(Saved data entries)
_ _ _ _ _

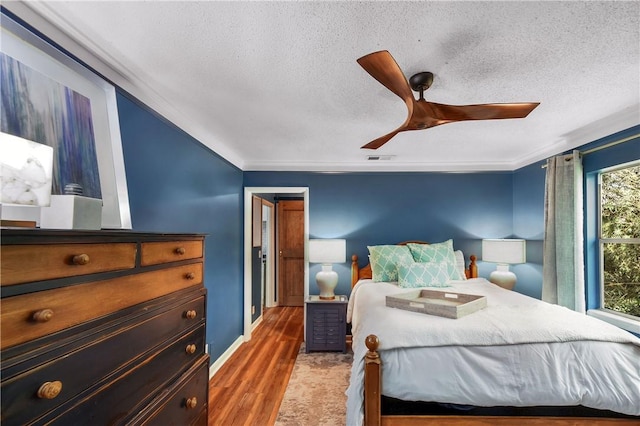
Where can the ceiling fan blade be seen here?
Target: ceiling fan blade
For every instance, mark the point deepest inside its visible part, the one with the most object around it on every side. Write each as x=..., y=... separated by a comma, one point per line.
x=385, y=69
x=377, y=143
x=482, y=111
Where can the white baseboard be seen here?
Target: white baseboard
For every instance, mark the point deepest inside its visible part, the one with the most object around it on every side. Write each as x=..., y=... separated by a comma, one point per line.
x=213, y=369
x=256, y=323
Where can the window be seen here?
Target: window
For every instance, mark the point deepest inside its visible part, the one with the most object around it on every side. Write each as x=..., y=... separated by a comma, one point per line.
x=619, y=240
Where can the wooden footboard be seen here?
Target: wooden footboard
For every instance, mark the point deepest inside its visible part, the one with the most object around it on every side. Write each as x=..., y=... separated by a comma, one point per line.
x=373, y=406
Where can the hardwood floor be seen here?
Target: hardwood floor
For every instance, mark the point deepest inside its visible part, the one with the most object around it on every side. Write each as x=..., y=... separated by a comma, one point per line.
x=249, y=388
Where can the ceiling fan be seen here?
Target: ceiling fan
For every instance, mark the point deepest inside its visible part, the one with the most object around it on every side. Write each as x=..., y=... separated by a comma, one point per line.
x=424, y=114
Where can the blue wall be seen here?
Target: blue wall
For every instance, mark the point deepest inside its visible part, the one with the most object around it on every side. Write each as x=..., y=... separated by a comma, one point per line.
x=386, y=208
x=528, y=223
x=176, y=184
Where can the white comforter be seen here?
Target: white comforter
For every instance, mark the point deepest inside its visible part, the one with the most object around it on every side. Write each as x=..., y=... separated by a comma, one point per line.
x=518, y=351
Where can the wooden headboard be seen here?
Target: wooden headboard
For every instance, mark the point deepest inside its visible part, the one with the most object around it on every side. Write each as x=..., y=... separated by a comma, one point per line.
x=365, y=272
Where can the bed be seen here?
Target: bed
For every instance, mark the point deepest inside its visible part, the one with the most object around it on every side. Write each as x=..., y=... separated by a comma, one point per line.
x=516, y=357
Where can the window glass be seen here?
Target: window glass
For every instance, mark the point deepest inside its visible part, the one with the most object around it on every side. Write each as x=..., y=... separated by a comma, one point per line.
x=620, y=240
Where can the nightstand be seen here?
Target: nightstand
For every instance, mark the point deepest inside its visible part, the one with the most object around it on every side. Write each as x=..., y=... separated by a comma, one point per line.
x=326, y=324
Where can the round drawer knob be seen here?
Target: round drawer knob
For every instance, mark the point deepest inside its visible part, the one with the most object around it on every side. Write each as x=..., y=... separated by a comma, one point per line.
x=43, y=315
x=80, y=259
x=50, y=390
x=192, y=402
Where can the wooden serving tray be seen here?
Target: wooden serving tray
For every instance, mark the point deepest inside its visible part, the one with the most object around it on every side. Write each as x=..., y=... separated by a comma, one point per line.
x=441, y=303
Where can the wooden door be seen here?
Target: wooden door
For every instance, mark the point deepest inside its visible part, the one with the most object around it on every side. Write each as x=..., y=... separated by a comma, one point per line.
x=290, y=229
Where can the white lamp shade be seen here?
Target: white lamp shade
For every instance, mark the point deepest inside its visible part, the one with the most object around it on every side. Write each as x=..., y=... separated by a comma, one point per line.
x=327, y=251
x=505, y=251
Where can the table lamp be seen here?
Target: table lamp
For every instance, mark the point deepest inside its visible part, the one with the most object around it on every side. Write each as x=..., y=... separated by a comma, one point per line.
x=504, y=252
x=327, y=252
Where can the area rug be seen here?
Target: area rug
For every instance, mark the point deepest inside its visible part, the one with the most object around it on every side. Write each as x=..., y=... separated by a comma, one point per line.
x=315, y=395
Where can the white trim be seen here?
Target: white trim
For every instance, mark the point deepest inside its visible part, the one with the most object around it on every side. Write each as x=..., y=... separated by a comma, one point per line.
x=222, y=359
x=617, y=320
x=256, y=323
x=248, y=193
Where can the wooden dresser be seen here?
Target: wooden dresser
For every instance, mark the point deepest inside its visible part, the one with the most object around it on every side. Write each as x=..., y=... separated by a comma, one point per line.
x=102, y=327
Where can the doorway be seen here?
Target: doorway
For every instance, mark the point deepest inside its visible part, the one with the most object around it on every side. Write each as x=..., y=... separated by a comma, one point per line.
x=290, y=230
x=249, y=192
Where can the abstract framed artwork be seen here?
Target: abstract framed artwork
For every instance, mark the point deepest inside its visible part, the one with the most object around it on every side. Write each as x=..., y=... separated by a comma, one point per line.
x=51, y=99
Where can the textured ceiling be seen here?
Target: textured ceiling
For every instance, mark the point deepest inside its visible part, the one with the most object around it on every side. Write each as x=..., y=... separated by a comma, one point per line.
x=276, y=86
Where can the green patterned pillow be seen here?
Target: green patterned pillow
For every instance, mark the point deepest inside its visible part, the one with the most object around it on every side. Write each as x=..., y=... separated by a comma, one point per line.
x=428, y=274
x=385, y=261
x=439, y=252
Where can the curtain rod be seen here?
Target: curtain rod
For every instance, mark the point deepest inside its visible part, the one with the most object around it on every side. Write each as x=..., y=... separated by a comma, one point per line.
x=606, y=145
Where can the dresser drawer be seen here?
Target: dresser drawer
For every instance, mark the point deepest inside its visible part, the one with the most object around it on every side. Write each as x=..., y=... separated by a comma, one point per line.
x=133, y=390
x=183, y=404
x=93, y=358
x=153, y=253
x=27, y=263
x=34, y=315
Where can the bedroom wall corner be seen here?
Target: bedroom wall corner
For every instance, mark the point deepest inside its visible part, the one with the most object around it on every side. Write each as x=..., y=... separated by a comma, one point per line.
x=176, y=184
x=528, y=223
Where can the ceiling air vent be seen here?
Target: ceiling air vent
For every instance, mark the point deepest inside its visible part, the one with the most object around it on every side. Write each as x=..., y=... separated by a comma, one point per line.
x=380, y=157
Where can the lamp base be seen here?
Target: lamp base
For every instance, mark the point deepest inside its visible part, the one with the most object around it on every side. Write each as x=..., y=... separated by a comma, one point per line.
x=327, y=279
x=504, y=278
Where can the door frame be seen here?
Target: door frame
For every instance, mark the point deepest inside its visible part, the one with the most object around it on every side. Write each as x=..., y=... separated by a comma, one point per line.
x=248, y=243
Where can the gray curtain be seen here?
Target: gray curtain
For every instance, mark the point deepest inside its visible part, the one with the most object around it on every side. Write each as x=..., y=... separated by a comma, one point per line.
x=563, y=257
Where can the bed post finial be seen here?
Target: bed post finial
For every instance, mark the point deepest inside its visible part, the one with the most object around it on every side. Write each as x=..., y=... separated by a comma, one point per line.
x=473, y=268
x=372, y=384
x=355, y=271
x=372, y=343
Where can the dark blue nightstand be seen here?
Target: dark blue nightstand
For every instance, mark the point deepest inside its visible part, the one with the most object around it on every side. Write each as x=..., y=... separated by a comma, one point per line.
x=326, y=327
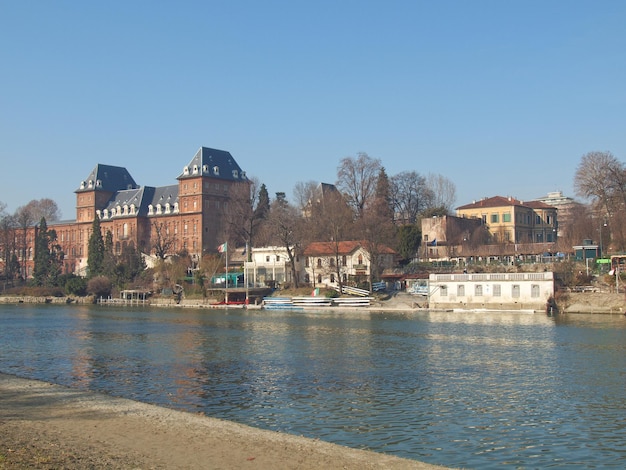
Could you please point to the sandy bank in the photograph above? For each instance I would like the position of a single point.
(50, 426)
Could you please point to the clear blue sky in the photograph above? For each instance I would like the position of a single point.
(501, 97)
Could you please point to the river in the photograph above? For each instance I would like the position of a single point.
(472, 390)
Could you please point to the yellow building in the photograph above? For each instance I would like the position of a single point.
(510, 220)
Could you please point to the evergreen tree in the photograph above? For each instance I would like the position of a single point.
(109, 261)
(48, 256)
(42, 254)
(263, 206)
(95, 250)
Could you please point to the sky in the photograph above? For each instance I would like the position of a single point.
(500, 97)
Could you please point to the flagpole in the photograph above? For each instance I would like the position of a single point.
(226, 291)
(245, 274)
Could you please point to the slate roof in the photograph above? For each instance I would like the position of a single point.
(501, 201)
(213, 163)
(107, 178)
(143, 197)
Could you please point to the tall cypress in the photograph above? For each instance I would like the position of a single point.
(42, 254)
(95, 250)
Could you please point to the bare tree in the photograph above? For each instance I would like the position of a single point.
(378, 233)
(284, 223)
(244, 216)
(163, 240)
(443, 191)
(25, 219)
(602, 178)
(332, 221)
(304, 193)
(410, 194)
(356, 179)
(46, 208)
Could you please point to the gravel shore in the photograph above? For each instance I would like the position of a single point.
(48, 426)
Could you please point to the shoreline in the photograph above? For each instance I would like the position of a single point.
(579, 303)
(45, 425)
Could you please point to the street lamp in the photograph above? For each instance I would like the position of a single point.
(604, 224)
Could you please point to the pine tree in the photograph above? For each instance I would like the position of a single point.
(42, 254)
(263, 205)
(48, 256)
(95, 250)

_ _ _ _ _

Copy out word for word the lines beginning with the one that contains "Where can the white trim be seen here?" and continuing through the one that contains "x=249, y=192", including both of those lines.

Where can the white trim be seen here?
Target: white trim
For every instance, mark the point deepest inside its visible part, the one with the most object around it on every side. Write each as x=..., y=... separated by a comma, one point per line.
x=222, y=359
x=617, y=320
x=256, y=323
x=248, y=193
Where can the wooden dresser be seen here?
Target: wooden dresser
For every instance, mark the point deepest inside its visible part, the one with the most object around it on every side. Write each as x=..., y=... separated by a comma, one point per line.
x=102, y=327
Where can the doorway be seen here?
Target: doorway
For every instance, mark the point deepest inside its visible part, the one with the most object around it on every side. Write each as x=..., y=... separated by a comma, one point per line.
x=290, y=230
x=249, y=192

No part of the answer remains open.